*** Opening RECORD EXCERPTS ***

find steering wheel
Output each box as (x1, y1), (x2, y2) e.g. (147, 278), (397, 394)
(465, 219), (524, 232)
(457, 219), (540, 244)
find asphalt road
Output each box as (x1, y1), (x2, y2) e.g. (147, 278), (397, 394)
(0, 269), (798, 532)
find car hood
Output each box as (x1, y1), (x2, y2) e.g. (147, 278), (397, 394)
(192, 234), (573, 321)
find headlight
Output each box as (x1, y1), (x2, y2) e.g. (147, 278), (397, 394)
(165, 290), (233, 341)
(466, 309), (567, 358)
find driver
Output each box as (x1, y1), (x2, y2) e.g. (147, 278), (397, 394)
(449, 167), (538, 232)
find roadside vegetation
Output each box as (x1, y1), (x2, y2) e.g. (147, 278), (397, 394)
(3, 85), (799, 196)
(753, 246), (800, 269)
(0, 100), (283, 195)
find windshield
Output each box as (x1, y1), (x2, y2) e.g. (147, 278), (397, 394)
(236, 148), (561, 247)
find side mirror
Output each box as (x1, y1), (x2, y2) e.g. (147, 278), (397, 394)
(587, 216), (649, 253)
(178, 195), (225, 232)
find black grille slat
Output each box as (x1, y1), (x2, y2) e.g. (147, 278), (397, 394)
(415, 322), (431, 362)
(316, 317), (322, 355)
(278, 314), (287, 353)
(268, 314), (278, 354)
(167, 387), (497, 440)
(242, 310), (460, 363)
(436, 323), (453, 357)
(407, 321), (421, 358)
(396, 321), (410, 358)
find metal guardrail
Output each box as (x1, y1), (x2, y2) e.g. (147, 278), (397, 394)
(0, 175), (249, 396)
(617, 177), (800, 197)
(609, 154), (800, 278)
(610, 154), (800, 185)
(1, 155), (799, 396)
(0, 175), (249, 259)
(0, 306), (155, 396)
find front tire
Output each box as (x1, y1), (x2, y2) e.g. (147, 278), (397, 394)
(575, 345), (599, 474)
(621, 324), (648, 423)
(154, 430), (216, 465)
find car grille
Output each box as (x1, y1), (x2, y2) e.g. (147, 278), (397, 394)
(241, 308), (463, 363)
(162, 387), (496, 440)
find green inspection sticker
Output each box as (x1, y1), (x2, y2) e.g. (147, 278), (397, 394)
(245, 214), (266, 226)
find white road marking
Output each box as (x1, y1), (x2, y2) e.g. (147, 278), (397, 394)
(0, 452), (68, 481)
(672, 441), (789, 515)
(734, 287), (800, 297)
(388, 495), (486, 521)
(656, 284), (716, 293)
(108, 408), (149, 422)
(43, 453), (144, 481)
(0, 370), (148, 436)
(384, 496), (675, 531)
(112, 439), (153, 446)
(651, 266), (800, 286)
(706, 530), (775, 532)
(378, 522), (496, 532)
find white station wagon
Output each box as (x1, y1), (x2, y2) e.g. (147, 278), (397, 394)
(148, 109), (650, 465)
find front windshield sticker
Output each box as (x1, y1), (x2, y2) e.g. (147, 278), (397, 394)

*** Closing RECORD EXCERPTS ***

> _THE TASK_
Please copy out each entry exactly as it appears above.

> _ANSWER_
find steering wheel
Output each box as (x1, y1), (x2, y2) e.g. (147, 278), (397, 394)
(465, 219), (524, 232)
(457, 219), (540, 244)
find asphalt road
Output each box as (x1, y1), (x2, y2) e.g. (147, 278), (397, 394)
(0, 269), (798, 532)
find car hood
Output each box as (x1, y1), (x2, y2) e.g. (147, 278), (397, 394)
(192, 234), (573, 321)
find headlight
Output each box as (x1, y1), (x2, y2) e.g. (147, 278), (397, 394)
(165, 290), (233, 341)
(466, 309), (567, 358)
find driver
Output each box as (x1, y1), (x2, y2) e.g. (147, 278), (397, 394)
(449, 167), (538, 232)
find roadside vegetation
Output each box as (x1, y1), (x2, y2) e.g. (147, 278), (397, 394)
(3, 85), (799, 196)
(753, 246), (800, 269)
(0, 100), (283, 195)
find windshield
Output each box as (x1, y1), (x2, y2) e.g. (147, 278), (397, 394)
(236, 148), (561, 247)
find side mirror
Output each box as (x1, y1), (x2, y2) e.g. (147, 278), (397, 394)
(587, 216), (649, 253)
(178, 195), (225, 232)
find black grille slat
Output each box as (x1, y1), (x2, y2) e.g. (147, 278), (397, 394)
(415, 322), (431, 362)
(316, 317), (322, 355)
(278, 314), (287, 353)
(268, 314), (278, 354)
(167, 387), (497, 440)
(242, 310), (460, 363)
(436, 323), (453, 357)
(407, 321), (421, 358)
(396, 321), (410, 358)
find metal guardrail
Output each box as (x1, y1), (x2, y2) e.g. (147, 278), (397, 394)
(0, 175), (249, 396)
(617, 177), (800, 197)
(609, 154), (800, 278)
(610, 154), (800, 185)
(1, 155), (799, 396)
(0, 175), (249, 259)
(0, 306), (155, 396)
find front tire
Output each box as (x1, y1), (x2, y2) e.g. (147, 278), (397, 394)
(575, 345), (599, 474)
(621, 324), (648, 423)
(154, 430), (216, 465)
find car grille
Output each box as (x1, y1), (x2, y2) e.g. (147, 278), (397, 394)
(241, 308), (463, 363)
(162, 387), (496, 440)
find green inspection sticker
Output each box as (x1, y1), (x2, y2) e.g. (147, 278), (397, 394)
(245, 214), (266, 226)
find white road marking
Output each box as (x1, y1), (x2, y2) e.g. (147, 278), (397, 394)
(0, 452), (68, 481)
(672, 441), (789, 515)
(734, 287), (800, 297)
(388, 495), (486, 521)
(656, 284), (716, 293)
(108, 408), (149, 422)
(43, 453), (144, 481)
(0, 370), (148, 436)
(384, 496), (675, 531)
(112, 439), (153, 446)
(651, 266), (800, 286)
(706, 530), (775, 532)
(378, 522), (496, 532)
find white station wagon
Output each box as (x1, y1), (x2, y2) e.g. (147, 278), (397, 394)
(148, 109), (650, 465)
find front windshield sticker
Output each box as (x1, y1), (x2, y2) e.g. (147, 278), (397, 394)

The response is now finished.